- LISTED ENTRIES

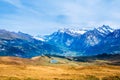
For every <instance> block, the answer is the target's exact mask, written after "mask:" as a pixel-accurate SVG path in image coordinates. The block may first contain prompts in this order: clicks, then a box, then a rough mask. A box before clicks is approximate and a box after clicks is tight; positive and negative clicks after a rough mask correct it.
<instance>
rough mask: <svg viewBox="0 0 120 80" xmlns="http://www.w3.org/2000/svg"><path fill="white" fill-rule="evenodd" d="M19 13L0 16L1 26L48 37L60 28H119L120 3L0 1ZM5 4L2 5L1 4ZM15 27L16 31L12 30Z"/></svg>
mask: <svg viewBox="0 0 120 80" xmlns="http://www.w3.org/2000/svg"><path fill="white" fill-rule="evenodd" d="M1 1H2V2H3V3H8V4H9V5H12V6H14V7H16V8H15V9H11V8H9V6H8V7H7V6H6V5H2V9H0V10H1V11H0V13H1V12H2V10H3V9H6V7H7V9H8V10H11V11H16V12H13V13H12V14H10V12H8V11H7V14H4V15H3V14H0V16H2V17H1V19H0V26H4V27H2V28H6V29H10V30H13V31H14V30H15V29H17V30H21V31H24V32H28V33H30V34H33V35H34V34H38V33H39V34H47V33H51V32H53V31H55V30H56V29H58V28H61V27H69V28H76V27H78V28H83V27H86V28H89V27H99V26H101V25H103V24H107V25H110V26H112V27H114V28H120V25H119V21H120V9H119V7H120V5H119V3H120V1H119V0H94V1H91V0H0V2H1ZM0 4H2V3H0ZM13 26H14V27H13Z"/></svg>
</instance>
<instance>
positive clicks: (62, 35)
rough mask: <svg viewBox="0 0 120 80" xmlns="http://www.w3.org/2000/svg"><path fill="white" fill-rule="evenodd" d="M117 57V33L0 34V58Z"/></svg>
mask: <svg viewBox="0 0 120 80" xmlns="http://www.w3.org/2000/svg"><path fill="white" fill-rule="evenodd" d="M102 53H108V54H115V53H120V29H112V28H110V27H109V26H106V25H103V26H101V27H99V28H94V29H91V30H84V29H79V30H74V29H60V30H58V31H56V32H54V33H52V34H50V35H45V36H44V37H42V38H41V37H40V36H37V37H33V36H31V35H29V34H26V33H22V32H17V33H16V32H10V31H6V30H2V29H1V30H0V56H18V57H23V58H31V57H34V56H39V55H59V56H91V55H98V54H102Z"/></svg>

- ASSIGNMENT
Rewrite all of the entries above with every occurrence of "rough mask" replaced by "coarse mask", changing nothing else. Omit the pictures.

- PROBLEM SOLUTION
For every <instance> block, the answer is the target's exact mask, written after "mask:" as a pixel-accurate SVG path in image coordinates. The block may first contain prompts in this order: clicks, then a box, then a coarse mask. A box before clicks is approximate and a box after clicks is tight; positive and negative clicks after a coarse mask correct it.
<instance>
coarse mask: <svg viewBox="0 0 120 80" xmlns="http://www.w3.org/2000/svg"><path fill="white" fill-rule="evenodd" d="M19 13L0 16L1 26L48 37L60 28H119L120 3L0 1ZM5 4L2 5L1 4ZM15 27L16 31L12 30Z"/></svg>
mask: <svg viewBox="0 0 120 80" xmlns="http://www.w3.org/2000/svg"><path fill="white" fill-rule="evenodd" d="M1 1H2V2H3V3H8V4H9V5H12V6H14V7H16V8H15V9H11V8H9V6H8V7H7V6H6V5H2V9H0V10H1V11H0V13H1V12H2V10H3V9H6V7H7V9H8V10H11V11H16V12H13V13H12V14H10V12H8V11H7V14H4V15H3V14H0V16H2V17H1V19H0V26H4V27H2V28H6V29H10V30H13V31H14V30H15V29H17V30H21V31H24V32H28V33H30V34H33V35H34V34H38V33H39V34H47V33H51V32H53V31H55V30H56V29H58V28H61V27H69V28H76V27H78V28H83V27H86V28H89V27H99V26H101V25H103V24H107V25H110V26H112V27H114V28H120V25H119V21H120V9H119V7H120V5H119V3H120V1H119V0H94V1H91V0H0V2H1ZM0 4H2V3H0ZM13 26H14V27H13Z"/></svg>
</instance>
<instance>
positive clicks: (62, 35)
coarse mask: <svg viewBox="0 0 120 80" xmlns="http://www.w3.org/2000/svg"><path fill="white" fill-rule="evenodd" d="M117 57V33L0 34V58Z"/></svg>
mask: <svg viewBox="0 0 120 80" xmlns="http://www.w3.org/2000/svg"><path fill="white" fill-rule="evenodd" d="M102 53H108V54H115V53H120V29H112V28H110V27H109V26H106V25H103V26H101V27H99V28H94V29H91V30H84V29H79V30H74V29H60V30H58V31H56V32H54V33H52V34H50V35H45V36H44V37H42V38H41V37H40V36H37V37H33V36H31V35H29V34H26V33H22V32H17V33H16V32H10V31H6V30H2V29H1V30H0V56H18V57H23V58H31V57H34V56H39V55H59V56H91V55H98V54H102Z"/></svg>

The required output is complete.